#### Texto mostrado:

★ ★ ★ ★ ★ ★ ★

12 de abril de 2017

Características esenciales de las religiones mistéricas en la antigua Roma


En la imagen, la diosa Isis. Museos Capitolinos, Roma.

La religión digamos oficial nunca pudo satisfacer por entero los anhelos espirituales más íntimos del individuo, por lo que desde épocas bastante arcaicas, el ser humano se afanó en buscar otras manifestaciones religiosas, doctrinas y divinidades. En torno a las desdichas humanas y, especialmente en épocas difíciles, duras o convulsas, se buscó la presencia de dioses capaces, de interesarse por los asuntos humanos pero también de ser accesibles a los individuos en virtud de los méritos o esfuerzos personales. Eran divinidades que prometían y podían proporcionar una felicidad que compensara los sufrimientos mundanos.
Los cultos mistéricos son manifestaciones religiosas cuyas raíces se encuentran en  creencias espirituales muy antiguas que se asocian con el nacimiento, muerte y resurrección de la naturaleza. Las religiones mistéricas con ellos vinculados tuvieron su mayor difusión a partir del siglo IV a.e.c., en particular al final de la Guerra del Peloponeso. Alcanzaron su apogeo en época helenística, un tiempo de amplia difusión de creencias e ideologías, pero al tiempo, época difícil y confusa. Más tarde continuarían su andadura en época romana.

★ ★ ★ ★ ★ ★ ★

#### Datos aportados:

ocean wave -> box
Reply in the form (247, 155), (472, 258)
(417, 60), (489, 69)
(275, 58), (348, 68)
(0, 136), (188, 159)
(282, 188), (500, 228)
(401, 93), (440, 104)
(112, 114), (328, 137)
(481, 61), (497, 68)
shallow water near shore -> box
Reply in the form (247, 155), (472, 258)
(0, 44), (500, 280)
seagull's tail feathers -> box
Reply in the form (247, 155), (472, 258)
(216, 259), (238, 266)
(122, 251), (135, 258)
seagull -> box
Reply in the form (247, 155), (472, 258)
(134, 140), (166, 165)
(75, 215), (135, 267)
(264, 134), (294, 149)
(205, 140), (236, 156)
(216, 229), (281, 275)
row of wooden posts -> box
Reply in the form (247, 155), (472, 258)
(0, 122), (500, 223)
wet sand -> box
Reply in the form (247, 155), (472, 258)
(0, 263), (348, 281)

★ ★ ★ ★ ★ ★ ★

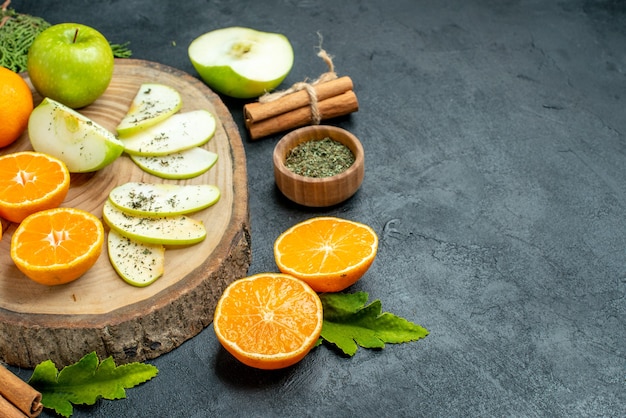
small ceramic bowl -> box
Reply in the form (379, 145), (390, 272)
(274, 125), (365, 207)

★ ★ ★ ★ ★ ★ ★

#### Retos:
#1 Según el texto sobre las religiones mistéricas, ¿con qué fases de la naturaleza se asocian las creencias en que tienen sus raíces los cultos mistéricos? Enumérelas todas.
#2 Responda a estas preguntas con datos del texto sobre las religiones mistéricas:
(a) ¿Qué diosa aparece en la imagen y en qué museo se encuentra?
(b) ¿A partir de qué siglo tuvieron su mayor difusión las religiones mistéricas?
(c) ¿En qué época alcanzaron su apogeo?
#3 Prosiga el texto sobre las religiones mistéricas a partir de su última oración.

#### Respuestas:
#1 Nacimiento, muerte y resurrección.

#2
(a) La diosa Isis, en los Museos Capitolinos de Roma.
(b) A partir del siglo IV a.e.c.
(c) En la época helenística.

#3
En tiempos de Alejandro Magno y de sus sucesores hubo contactos con otras culturas mediterráneas, un factor que provocó el conocimiento de distintas religiones, facilitándose con ello que deidades y doctrinas pudiesen identificarse entre sí. Un espíritu humano más libre, con capacidades e interés en conocer distintos cultos y dioses, pudo elegir entre ellos, tomarlos como personales y otorgarles un carácter salvífico. La complejidad y riqueza de la cultura helenística fue un legado heredado por Roma. Ciertos dioses antiguos (Asclepios, Ártemis o Deméter), así como algunos procedentes de Oriente, caso de Mitra, Cibeles, Isis, Osiris o Atis dieron lugar a ciertas asimilaciones y sincretismos.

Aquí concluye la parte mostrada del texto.